Point localization data:

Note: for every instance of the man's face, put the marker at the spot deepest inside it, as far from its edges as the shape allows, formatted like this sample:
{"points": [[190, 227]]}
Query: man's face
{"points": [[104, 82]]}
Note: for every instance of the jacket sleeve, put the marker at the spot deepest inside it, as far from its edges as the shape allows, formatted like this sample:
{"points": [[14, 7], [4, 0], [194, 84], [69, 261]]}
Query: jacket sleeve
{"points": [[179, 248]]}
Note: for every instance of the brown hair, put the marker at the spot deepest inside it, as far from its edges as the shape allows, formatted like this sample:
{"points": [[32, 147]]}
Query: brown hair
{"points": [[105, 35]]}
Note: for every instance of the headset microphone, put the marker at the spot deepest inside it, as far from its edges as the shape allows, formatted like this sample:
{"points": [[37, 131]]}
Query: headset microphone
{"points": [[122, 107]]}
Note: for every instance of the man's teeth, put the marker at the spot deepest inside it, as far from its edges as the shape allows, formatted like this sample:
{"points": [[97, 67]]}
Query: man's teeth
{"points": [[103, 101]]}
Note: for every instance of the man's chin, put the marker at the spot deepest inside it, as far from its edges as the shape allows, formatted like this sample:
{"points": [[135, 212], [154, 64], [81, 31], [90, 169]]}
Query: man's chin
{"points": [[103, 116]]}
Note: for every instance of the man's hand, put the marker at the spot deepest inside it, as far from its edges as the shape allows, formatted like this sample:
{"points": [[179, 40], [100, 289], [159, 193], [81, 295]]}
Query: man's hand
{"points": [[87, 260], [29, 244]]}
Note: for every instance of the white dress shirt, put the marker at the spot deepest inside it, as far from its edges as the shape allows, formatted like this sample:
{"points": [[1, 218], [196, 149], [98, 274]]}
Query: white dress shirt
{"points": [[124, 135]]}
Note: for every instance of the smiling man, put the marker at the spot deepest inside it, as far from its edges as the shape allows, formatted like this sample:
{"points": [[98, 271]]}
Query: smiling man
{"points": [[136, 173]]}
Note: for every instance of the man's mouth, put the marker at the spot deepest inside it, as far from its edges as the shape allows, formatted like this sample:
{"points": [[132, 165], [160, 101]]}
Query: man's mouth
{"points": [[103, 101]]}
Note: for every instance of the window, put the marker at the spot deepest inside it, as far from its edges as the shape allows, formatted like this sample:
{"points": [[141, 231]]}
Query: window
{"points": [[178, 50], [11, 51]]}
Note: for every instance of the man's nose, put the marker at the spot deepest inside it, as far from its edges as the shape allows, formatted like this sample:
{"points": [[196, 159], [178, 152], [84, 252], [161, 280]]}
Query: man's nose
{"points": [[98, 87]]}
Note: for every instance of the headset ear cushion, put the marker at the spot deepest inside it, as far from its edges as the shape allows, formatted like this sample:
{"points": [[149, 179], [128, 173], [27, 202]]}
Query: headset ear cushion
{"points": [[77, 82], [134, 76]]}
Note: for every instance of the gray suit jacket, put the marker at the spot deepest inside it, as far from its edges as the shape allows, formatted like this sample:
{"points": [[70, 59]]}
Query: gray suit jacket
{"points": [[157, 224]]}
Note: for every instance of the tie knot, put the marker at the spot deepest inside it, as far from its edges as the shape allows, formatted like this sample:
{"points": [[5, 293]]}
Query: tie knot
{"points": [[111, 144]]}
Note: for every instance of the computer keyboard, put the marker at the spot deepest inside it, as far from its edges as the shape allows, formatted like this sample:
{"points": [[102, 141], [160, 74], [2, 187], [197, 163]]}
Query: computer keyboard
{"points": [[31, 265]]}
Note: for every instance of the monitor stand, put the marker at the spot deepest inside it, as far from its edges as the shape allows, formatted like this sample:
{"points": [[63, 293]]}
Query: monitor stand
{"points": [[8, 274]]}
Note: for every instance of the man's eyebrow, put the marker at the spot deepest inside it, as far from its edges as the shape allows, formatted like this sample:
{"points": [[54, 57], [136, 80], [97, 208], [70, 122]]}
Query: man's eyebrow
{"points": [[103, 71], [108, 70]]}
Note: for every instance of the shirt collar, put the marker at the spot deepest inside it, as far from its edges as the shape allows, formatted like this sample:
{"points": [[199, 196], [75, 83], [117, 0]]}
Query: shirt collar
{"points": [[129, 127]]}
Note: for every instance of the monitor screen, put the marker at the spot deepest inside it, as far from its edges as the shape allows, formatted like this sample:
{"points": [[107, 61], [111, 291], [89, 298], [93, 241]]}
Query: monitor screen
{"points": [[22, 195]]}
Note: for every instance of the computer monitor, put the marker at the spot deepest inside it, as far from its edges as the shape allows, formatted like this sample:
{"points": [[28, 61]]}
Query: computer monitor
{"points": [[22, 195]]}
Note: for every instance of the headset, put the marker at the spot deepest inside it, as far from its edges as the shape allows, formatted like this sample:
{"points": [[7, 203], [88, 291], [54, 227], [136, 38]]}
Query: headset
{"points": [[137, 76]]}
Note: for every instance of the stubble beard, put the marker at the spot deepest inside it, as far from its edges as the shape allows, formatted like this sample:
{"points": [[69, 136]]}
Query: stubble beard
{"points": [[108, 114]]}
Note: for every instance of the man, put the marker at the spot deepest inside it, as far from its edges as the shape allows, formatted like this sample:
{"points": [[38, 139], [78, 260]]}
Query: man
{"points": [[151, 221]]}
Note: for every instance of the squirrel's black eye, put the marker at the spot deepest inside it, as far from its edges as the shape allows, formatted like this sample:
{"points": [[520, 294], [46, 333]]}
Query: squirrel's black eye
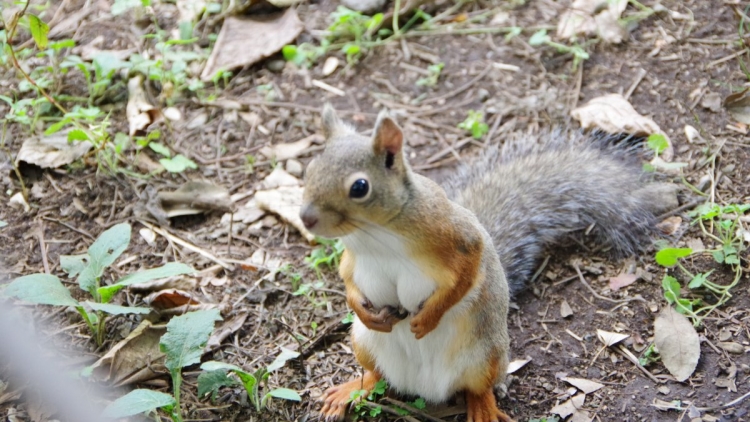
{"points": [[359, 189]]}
---
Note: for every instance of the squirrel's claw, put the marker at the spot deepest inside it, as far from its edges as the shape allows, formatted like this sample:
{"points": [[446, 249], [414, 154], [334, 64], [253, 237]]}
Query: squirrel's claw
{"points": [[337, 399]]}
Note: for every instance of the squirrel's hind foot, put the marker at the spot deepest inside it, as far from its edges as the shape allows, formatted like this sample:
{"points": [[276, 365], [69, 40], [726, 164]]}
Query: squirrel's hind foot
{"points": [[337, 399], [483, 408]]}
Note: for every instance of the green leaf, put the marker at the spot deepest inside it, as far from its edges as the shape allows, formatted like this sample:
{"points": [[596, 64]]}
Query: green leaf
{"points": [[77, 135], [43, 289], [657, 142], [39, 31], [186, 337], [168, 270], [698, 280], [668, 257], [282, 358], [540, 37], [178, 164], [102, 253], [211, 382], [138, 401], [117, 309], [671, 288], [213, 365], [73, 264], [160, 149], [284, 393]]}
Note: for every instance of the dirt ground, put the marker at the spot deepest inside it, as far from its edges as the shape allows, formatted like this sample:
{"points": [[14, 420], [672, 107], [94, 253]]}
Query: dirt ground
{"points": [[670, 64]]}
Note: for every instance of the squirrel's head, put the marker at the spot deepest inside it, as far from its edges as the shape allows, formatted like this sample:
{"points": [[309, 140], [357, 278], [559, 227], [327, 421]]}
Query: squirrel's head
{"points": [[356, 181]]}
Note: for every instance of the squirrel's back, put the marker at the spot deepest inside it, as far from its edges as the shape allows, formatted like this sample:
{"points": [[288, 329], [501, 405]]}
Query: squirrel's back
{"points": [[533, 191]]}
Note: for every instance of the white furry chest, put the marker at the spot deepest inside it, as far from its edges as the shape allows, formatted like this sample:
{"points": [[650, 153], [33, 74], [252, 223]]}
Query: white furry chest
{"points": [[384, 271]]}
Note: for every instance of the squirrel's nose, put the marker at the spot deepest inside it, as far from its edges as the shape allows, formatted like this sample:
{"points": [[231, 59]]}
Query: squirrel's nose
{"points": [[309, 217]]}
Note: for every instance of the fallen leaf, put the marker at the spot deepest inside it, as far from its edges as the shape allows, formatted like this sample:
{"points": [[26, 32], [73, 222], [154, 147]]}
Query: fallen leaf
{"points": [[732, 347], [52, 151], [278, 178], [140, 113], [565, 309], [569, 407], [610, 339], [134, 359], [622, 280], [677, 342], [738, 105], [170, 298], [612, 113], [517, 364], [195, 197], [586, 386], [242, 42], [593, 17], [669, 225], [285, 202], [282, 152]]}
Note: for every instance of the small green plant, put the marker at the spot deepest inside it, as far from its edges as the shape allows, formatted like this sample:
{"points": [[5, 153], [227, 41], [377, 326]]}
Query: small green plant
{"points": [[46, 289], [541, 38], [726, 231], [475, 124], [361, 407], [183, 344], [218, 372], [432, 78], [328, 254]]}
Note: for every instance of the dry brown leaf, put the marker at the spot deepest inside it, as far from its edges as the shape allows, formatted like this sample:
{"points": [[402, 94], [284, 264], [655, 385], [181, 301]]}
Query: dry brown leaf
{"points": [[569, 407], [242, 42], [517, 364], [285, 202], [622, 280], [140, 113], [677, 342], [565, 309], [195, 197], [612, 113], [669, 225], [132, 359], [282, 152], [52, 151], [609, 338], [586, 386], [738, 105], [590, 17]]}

WHAT IS BEING ASKED: Starting at the line above that holds "Query: green leaf" and ending at the line that holds "Note: for every instance of the white furry", transcribe each line exactly and include no other lines.

RESPONSE BELOW:
Query: green leaf
{"points": [[77, 135], [43, 289], [657, 142], [39, 31], [186, 337], [168, 270], [698, 280], [668, 257], [282, 358], [540, 37], [178, 164], [102, 253], [211, 382], [138, 401], [117, 309], [671, 288], [213, 365], [73, 264], [160, 149], [284, 393]]}
Note: for every instance of the dirt ground, put the marker at the spot deepest inside it, as far from its edges as the shape allows, formatted like this sample:
{"points": [[14, 420], [672, 107], [94, 253]]}
Query: dirt ground
{"points": [[670, 64]]}
Note: for every instance of the squirrel's head, put the marker at the spot deepest inside it, as far from its edges as the shape allows, formatted like this sample:
{"points": [[309, 140], [357, 278], [559, 227], [327, 421]]}
Query: squirrel's head
{"points": [[356, 181]]}
Note: for every instance of the squirrel's back, put the marker at the spot deepest inside it, as far from its edges as the shape allows, formatted like this sample:
{"points": [[288, 329], [501, 405]]}
Query: squirrel's back
{"points": [[533, 191]]}
Note: for every instance of the white furry chest, put the marker at the spot deepest inside it, as far from its edges as the shape allows, formatted like this sample:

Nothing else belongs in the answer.